• SECCIÓN DEL DOCUMENTO
+ + +
# circuito alarmas sonoras de luces encendidas para coche



## rascueso

hola a todos! soy nuevo en el foro y no tengo mucho conocimiento de electronica. ando buscando el circuito de una alarmita sonora de luces encendidas para coche esas q cuando dejas las luces prendidas y abris la puerta emite por unos segundos un sonidito pipipi  pipipi pipipi. si alguien tiene ese diagrama se lo agradeceria mucho...


----------



## pepechip

hola
circuito?
No necesitas ningun circuito.
Compras un zumbador o chicharra a 12V.
el positivo del zumbador lo conectas al positivo que tienes cuando enciendes las luces.
El negativo del zumbador tienes 2 posibles sitios para conectarlo:

1º al pulsador que hay situado en la puerta, el cual manda negativo al abrir la puerta.

2º A la llave de contacto o algun otro punto del vehiculo donde tengas positivo con el contato puesto.
Dicho punto cuando quites el contacto aparecera el negativo a traves de la realimentacion de algun circuito que tenga asociado, y como el zumbador te consume muy poco no afectara al funcionamiento del vehiculo.

saludos


----------



## Trinquete

Hola amigo ,como bien dice nuestro compañero pepechip,puedes realizar el montaje.
+ + +
• DETALLES DEL PROBLEMA
Copie literalmente, del hilo sobre la alarma de luces encendidas, el tramo que va desde "El negativo del" hasta "abrir la puerta.". Los registros son material aparte y no forman parte del hilo.

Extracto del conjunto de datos
+ + +
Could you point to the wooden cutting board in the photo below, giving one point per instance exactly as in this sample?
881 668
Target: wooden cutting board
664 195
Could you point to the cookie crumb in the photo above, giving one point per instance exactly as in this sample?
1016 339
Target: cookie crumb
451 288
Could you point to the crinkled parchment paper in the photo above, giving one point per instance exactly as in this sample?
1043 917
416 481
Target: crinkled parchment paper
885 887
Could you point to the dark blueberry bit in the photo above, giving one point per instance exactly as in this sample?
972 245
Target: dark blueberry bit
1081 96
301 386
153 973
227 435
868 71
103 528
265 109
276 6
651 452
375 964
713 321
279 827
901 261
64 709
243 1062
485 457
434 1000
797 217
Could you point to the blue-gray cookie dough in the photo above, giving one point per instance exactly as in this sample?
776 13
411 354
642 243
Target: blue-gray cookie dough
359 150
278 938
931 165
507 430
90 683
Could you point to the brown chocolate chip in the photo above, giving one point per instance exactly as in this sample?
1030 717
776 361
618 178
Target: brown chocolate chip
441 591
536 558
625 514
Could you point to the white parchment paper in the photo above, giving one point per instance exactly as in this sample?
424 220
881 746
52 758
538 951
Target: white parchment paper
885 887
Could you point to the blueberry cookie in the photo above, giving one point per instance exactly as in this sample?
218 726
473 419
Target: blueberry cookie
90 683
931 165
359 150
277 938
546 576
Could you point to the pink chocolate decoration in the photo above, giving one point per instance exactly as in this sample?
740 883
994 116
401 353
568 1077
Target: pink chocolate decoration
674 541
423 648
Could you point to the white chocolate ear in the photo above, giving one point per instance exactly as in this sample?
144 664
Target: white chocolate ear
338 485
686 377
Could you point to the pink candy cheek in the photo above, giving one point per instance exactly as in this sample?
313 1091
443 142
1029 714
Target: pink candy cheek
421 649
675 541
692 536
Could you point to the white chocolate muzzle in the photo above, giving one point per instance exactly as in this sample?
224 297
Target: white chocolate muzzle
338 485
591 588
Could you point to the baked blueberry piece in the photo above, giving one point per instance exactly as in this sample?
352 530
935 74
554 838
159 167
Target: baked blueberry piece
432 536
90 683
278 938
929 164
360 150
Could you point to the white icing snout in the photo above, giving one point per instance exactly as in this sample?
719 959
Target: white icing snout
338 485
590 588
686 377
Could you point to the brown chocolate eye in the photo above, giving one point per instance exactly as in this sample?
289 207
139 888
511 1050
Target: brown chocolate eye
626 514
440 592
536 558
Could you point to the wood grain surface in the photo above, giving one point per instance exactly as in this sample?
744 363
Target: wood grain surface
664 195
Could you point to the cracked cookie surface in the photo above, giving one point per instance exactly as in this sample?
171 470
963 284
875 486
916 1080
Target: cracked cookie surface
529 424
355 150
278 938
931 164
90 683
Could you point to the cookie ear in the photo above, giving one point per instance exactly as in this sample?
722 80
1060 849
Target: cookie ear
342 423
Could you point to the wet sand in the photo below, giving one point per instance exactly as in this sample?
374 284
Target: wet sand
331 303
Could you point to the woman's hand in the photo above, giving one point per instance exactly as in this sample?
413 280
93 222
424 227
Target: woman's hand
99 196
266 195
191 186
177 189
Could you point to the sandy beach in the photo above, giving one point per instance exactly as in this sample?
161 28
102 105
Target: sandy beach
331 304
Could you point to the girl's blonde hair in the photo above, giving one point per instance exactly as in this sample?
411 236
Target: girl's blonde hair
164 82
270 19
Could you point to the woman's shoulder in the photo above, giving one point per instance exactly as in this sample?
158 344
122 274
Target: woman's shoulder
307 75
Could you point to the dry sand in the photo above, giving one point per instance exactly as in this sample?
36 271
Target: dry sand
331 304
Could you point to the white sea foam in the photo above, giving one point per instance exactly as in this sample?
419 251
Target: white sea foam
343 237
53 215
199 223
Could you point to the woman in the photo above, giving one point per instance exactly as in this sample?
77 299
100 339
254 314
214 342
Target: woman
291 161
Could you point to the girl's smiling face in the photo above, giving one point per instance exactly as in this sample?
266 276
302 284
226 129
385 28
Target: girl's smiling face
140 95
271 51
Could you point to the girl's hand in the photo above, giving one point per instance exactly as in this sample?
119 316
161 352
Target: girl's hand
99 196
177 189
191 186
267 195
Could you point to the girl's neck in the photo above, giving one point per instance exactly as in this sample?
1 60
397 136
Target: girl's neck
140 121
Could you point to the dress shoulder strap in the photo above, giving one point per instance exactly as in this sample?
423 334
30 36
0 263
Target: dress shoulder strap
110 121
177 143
+ + +
• RESPUESTA
El negativo del zumbador tienes 2 posibles sitios para conectarlo:

1º al pulsador que hay situado en la puerta, el cual manda negativo al abrir la puerta.